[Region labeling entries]
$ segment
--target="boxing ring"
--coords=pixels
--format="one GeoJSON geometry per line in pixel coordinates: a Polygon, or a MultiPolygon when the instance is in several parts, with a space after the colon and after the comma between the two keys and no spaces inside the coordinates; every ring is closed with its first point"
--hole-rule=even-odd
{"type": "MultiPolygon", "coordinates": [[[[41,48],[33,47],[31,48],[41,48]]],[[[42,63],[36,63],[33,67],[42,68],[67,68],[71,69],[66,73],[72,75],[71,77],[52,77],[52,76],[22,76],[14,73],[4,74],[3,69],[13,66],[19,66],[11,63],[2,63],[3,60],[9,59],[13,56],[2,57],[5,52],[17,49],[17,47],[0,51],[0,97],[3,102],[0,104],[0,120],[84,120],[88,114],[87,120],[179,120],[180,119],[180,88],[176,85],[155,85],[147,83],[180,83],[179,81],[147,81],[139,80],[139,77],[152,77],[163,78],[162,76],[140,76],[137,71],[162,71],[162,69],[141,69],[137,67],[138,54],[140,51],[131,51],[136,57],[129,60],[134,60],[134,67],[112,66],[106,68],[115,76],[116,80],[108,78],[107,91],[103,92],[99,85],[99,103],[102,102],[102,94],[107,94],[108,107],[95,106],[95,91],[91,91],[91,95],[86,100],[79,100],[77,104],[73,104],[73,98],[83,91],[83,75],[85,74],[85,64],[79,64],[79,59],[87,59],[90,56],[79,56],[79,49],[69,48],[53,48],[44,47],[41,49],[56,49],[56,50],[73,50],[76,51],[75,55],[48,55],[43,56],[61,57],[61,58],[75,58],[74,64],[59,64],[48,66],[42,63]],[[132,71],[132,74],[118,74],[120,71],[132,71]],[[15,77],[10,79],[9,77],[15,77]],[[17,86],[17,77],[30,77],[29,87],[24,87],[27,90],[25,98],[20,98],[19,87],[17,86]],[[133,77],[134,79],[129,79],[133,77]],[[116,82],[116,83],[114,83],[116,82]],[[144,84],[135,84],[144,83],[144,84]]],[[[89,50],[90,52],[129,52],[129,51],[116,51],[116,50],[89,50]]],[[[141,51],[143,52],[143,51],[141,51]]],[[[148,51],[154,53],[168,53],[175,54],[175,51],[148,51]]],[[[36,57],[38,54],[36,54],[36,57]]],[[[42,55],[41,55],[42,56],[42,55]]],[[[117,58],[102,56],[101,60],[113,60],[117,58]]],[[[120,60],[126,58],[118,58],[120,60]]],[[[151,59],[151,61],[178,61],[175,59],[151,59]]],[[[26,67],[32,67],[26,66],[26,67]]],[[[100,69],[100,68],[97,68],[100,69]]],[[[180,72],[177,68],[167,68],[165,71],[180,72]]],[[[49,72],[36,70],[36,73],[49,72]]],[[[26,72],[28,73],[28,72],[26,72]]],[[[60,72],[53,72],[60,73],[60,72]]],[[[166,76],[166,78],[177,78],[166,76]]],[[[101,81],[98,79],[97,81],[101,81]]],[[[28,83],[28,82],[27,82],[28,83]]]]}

#### Stated task
Reproduce everything from the start of the rows down to the line containing "--hole-rule=even-odd", changing "boxing ring" to "wrestling ring" and leaving all else unchanged.

#### Response below
$ segment
--target="wrestling ring"
--coords=pixels
--format="one GeoJSON geometry per line in pixel coordinates: a Polygon, or a MultiPolygon when the instance is in several parts, with a space after the colon and after the comma between the two keys and no spaces inside the coordinates; every ring is closed with its first point"
--hole-rule=even-odd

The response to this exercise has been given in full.